╭─ Data for the task
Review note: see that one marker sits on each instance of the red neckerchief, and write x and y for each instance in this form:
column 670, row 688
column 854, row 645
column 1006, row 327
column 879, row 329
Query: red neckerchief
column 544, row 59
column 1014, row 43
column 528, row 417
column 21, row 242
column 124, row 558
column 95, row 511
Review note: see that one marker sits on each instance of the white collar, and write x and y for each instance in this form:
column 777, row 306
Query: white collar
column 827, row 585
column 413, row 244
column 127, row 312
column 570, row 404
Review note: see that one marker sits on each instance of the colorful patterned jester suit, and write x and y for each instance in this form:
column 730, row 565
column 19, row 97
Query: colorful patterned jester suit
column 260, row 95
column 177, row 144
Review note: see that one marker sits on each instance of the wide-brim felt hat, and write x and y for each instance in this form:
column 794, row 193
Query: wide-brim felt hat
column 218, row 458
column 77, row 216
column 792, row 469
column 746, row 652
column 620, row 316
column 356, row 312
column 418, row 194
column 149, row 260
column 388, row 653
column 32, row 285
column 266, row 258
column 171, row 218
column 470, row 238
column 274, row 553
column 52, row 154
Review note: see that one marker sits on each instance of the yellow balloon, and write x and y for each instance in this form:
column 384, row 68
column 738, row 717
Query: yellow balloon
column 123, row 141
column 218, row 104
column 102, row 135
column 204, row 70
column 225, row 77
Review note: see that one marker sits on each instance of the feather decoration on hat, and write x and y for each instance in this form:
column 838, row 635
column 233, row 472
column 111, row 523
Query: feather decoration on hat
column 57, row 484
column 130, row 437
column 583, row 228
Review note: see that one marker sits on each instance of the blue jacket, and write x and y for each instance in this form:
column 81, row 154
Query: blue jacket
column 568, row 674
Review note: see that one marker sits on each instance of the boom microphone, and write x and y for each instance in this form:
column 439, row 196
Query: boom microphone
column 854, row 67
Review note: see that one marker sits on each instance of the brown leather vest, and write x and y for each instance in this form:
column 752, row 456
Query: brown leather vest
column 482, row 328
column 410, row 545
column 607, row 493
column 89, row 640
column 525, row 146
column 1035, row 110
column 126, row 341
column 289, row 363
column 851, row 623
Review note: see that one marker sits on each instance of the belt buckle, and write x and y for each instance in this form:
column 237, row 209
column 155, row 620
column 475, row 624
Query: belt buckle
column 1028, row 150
╰─
**Work required:** Exact copies of every record above are required.

**Problem solution:**
Review note: see that one marker sits on each instance of the red neckerchief, and write x and y for each instance in this form:
column 670, row 688
column 854, row 645
column 1006, row 327
column 879, row 329
Query: red neckerchief
column 544, row 59
column 1014, row 43
column 528, row 417
column 21, row 242
column 124, row 558
column 95, row 511
Review note: see that one marker sits on each instance of the white collar, and write x and y for each instance in this form:
column 777, row 306
Query: white collar
column 827, row 585
column 413, row 244
column 127, row 312
column 570, row 404
Review note: see that one marker sits on each instance of the colorful patterned jester suit, and write x and y for each instance in this form:
column 730, row 565
column 19, row 97
Query: colorful patterned jester suit
column 260, row 95
column 177, row 144
Review note: see that one marker sits on each instance of the wide-brim felt hat, and write x and y for each instance in this form:
column 794, row 193
Query: wide-brim felt hat
column 218, row 458
column 77, row 216
column 792, row 469
column 746, row 652
column 620, row 316
column 356, row 312
column 418, row 194
column 149, row 260
column 388, row 653
column 32, row 285
column 266, row 258
column 171, row 218
column 470, row 238
column 274, row 553
column 52, row 154
Review note: see that one marker sits on each instance of the yellow balloon, and write x and y for each instance in this form:
column 384, row 68
column 738, row 717
Query: yellow balloon
column 123, row 141
column 218, row 104
column 102, row 135
column 204, row 70
column 225, row 77
Review note: see that one marker sits on each instance of the feather decoration on hat, and write x and y for each instance in this form:
column 838, row 635
column 233, row 472
column 111, row 523
Query: feather decoration on hat
column 57, row 484
column 130, row 437
column 583, row 228
Review note: see that one marker sits on each instance of the blue jacket, and write x and y for each instance in this form:
column 81, row 154
Query: blue jacket
column 568, row 674
Review note: see that one marker sits on each instance of the boom microphone, and write x and y for each instance in this form:
column 439, row 196
Query: boom microphone
column 854, row 67
Review note: see that one marker sits on each instance of the brown leather vest, and write x and y for each instance in this form:
column 752, row 456
Query: brown leather vest
column 482, row 328
column 410, row 545
column 607, row 493
column 89, row 640
column 525, row 146
column 1035, row 110
column 126, row 341
column 289, row 363
column 851, row 623
Review note: see that one marker sits on each instance of the belt buckle, and write x and y for each instance in this form:
column 237, row 209
column 155, row 620
column 475, row 624
Query: belt buckle
column 1028, row 150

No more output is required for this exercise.